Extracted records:
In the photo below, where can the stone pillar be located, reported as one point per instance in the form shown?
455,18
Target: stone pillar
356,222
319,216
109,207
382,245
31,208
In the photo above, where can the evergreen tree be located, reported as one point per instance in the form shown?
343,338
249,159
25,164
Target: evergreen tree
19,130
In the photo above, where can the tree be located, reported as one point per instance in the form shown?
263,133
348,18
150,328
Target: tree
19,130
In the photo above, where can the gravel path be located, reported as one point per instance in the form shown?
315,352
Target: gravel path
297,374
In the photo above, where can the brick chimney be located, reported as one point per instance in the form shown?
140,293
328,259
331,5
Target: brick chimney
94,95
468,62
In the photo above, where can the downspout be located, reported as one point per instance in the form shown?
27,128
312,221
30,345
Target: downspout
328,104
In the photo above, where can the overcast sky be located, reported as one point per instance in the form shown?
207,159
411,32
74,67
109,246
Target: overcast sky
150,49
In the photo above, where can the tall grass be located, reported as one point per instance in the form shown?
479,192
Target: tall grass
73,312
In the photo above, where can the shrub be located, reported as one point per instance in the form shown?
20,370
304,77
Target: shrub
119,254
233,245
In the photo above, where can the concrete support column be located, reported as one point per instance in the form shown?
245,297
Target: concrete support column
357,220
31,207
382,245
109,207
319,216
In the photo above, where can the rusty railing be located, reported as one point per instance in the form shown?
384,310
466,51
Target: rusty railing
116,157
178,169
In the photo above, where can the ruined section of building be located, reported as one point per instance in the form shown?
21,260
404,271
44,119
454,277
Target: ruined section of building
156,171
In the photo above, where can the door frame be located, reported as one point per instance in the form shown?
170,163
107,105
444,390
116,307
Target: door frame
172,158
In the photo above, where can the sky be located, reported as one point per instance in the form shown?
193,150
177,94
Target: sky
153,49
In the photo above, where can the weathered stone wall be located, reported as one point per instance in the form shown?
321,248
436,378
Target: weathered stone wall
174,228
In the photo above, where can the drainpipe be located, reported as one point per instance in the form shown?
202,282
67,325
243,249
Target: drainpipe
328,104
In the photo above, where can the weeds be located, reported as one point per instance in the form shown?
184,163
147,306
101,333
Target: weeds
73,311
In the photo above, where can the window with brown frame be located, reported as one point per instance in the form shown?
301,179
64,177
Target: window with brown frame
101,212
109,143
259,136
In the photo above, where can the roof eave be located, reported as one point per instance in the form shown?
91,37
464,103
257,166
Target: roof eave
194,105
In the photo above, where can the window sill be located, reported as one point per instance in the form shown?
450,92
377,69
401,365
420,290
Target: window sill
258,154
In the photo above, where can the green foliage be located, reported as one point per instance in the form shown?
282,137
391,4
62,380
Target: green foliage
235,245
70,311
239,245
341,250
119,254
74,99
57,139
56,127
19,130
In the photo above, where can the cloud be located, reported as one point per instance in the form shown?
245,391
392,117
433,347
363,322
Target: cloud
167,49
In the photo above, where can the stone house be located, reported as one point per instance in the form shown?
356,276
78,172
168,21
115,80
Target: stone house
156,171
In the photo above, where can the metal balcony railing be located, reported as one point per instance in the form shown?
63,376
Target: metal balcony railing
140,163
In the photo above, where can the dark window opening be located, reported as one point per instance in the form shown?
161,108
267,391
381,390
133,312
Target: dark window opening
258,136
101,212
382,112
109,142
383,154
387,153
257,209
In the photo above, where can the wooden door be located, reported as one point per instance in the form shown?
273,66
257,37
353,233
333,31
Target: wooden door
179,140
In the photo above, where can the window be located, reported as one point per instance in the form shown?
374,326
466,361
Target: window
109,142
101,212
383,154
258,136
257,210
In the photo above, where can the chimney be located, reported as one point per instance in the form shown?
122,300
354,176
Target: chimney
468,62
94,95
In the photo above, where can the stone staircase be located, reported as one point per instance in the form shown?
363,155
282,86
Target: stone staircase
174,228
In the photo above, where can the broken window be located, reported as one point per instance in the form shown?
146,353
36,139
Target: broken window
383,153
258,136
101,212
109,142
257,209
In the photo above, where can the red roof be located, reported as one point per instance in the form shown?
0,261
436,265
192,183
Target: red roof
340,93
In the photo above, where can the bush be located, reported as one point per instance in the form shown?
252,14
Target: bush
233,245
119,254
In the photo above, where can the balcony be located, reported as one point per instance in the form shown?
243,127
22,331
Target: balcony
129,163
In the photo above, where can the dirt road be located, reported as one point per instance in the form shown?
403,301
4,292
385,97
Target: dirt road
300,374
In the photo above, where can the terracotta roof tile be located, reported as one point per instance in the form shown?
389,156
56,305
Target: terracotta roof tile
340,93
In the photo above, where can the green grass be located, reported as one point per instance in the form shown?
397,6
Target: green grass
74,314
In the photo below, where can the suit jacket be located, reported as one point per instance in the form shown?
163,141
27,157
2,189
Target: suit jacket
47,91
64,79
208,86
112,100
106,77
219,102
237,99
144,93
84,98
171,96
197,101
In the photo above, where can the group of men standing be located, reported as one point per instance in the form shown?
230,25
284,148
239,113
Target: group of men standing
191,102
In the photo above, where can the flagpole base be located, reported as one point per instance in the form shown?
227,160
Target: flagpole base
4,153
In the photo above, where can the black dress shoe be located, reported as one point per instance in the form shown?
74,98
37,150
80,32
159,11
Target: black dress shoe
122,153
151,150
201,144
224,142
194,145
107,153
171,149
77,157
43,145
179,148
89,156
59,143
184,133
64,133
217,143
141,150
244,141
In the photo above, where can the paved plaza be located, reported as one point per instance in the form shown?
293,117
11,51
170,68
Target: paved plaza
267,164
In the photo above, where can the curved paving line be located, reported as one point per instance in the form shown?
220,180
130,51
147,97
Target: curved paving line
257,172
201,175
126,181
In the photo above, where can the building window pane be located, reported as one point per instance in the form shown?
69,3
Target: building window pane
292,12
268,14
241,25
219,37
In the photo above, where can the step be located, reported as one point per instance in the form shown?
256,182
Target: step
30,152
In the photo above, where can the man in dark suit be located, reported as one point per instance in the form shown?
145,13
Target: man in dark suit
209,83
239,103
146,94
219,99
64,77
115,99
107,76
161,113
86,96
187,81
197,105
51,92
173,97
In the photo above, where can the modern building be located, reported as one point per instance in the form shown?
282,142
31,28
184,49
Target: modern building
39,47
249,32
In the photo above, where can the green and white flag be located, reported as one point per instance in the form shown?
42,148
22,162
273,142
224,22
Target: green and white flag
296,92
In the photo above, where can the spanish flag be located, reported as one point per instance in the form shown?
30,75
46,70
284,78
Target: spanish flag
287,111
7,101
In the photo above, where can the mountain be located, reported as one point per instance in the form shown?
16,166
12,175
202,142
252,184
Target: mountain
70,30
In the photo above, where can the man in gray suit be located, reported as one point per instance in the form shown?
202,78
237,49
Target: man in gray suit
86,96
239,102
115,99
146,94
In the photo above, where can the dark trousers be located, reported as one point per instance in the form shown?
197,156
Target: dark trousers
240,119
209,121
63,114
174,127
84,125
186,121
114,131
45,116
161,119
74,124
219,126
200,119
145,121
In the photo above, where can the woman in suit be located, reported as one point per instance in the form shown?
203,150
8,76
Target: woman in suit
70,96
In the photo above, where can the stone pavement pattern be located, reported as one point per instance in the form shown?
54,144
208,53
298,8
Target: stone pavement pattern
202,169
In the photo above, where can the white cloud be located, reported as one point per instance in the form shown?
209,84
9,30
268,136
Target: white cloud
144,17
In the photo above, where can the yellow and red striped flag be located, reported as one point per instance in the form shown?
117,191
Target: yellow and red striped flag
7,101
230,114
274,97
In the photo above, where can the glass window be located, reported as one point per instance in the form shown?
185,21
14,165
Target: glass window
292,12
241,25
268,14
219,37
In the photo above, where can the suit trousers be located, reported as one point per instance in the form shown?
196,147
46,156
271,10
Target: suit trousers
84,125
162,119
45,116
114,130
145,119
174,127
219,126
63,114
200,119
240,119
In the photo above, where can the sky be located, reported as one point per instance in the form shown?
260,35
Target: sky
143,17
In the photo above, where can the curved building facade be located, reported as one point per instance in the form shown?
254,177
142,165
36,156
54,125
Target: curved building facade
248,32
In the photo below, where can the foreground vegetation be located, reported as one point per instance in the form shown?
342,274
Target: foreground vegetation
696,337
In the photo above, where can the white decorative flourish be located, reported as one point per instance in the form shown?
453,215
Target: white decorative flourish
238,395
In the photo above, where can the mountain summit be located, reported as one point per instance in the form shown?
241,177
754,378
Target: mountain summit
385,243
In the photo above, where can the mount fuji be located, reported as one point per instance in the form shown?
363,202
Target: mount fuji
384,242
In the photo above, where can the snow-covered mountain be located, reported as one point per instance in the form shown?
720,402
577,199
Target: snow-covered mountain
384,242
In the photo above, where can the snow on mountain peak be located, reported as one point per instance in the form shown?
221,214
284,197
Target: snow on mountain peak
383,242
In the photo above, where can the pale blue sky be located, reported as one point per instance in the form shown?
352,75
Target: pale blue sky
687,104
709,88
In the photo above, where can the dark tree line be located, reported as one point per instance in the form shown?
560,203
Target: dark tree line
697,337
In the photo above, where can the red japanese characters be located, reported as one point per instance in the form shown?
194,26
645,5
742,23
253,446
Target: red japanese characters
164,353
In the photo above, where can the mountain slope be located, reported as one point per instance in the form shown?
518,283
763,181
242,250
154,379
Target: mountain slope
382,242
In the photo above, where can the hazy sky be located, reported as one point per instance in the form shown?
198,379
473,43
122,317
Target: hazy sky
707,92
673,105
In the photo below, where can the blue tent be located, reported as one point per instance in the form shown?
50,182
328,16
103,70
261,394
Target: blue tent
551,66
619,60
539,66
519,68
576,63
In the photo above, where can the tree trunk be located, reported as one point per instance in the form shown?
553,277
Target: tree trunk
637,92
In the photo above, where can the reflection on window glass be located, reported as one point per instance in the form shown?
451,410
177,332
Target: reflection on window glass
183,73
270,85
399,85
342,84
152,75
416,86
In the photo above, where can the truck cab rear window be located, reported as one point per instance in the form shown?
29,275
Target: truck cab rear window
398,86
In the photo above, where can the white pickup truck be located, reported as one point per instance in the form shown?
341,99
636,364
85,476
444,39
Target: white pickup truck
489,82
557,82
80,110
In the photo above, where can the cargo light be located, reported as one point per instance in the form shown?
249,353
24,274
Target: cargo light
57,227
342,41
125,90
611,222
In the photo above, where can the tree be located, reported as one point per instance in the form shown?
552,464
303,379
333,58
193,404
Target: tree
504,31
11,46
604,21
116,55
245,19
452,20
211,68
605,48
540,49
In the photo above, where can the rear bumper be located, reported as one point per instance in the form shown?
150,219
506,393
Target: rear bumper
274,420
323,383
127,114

*PROBLEM TO WORK ON:*
Copy all the lines above that hold the string "below".

*EXPECTED OUTPUT:*
In the photo below, where can the stone pillar be located, reported as one point per instance in the form shown?
In the photo below, where can the suit jacket be located, reported as one point per instance in the form shown?
In the photo below, where can the foreground vegetation be located, reported as one point per instance in the form shown?
In the photo below, where can the blue tent be located, reported as one point per instance in the form shown?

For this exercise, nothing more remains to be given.